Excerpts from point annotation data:
# # #

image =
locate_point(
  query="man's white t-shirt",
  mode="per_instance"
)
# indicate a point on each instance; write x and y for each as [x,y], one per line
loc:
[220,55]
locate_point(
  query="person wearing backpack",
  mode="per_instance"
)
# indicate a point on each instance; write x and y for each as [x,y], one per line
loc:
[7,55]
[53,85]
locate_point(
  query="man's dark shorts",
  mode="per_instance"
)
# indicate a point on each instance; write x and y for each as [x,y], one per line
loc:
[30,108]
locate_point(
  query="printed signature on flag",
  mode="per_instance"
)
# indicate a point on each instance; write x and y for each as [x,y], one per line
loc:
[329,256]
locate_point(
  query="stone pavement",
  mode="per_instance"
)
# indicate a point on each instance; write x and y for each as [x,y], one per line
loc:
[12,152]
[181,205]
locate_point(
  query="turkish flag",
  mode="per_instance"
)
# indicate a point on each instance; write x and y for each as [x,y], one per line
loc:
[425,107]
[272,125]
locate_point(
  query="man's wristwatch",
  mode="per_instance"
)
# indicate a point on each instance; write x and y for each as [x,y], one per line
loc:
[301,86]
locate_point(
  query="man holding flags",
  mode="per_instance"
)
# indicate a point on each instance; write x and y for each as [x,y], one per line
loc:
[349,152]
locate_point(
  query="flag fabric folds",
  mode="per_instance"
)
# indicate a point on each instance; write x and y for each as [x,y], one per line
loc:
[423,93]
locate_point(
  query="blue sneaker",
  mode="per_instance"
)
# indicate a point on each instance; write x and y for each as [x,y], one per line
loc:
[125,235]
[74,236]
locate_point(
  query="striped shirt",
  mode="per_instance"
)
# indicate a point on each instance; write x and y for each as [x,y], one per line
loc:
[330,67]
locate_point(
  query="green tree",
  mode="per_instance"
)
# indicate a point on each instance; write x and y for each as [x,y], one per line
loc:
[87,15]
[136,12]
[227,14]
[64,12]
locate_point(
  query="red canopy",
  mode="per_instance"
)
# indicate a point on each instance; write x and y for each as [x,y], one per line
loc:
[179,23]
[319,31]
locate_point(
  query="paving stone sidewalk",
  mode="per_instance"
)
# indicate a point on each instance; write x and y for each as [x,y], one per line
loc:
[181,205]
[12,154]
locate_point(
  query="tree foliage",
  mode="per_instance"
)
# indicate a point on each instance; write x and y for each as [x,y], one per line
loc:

# # #

Please find every line in the items above that contains the string "tree" and copy each of those lines. Matching is case-sensitive.

### Complete output
  query="green tree",
  query="tree foliage",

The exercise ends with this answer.